Recorded data:
------------------------------------------------

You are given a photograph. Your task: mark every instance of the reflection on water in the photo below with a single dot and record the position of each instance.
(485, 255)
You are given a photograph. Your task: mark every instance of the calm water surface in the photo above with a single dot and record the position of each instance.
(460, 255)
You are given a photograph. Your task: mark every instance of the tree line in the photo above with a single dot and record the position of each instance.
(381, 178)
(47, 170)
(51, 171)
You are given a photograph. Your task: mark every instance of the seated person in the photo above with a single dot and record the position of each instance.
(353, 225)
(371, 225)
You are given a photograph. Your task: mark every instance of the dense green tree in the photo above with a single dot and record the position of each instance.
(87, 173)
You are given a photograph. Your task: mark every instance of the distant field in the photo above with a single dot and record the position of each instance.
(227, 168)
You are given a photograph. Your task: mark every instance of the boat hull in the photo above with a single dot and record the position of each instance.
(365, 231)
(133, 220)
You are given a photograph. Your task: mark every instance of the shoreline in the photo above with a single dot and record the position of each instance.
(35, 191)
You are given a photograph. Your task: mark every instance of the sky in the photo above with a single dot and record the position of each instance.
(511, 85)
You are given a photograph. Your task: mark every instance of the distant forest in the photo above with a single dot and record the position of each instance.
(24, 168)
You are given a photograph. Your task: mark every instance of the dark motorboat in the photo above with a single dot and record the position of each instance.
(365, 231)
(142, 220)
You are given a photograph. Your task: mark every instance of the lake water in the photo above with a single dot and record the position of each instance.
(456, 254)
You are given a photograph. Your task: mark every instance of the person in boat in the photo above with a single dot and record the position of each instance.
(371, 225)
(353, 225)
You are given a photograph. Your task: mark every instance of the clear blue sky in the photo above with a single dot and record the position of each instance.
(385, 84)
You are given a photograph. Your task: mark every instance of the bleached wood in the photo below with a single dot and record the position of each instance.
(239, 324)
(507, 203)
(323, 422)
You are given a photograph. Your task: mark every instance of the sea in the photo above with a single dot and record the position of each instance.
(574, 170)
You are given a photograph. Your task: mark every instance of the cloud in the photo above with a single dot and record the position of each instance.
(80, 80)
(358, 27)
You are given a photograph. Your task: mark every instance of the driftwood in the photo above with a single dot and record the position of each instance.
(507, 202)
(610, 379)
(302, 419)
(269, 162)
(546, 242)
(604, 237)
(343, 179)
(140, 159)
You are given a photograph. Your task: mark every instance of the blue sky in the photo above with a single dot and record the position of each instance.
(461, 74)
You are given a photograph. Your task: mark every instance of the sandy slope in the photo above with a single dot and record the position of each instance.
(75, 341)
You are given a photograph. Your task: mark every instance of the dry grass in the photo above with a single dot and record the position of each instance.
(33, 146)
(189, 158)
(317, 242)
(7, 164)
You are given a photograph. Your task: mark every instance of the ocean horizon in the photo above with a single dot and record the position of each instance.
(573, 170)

------------------------------------------------

Nothing but the lines from the one holding "the dry grass" to the end of the entries should be returned, each exactly as it stands.

You are given a photograph. Your task: mark every instance of the dry grass in the photo above with a single dot and record the position of each instance.
(33, 146)
(189, 158)
(317, 242)
(7, 164)
You are given a photograph. Your task: mark every instance of the ocean horizon in the photo above with a single dot and record the position of each instance.
(573, 170)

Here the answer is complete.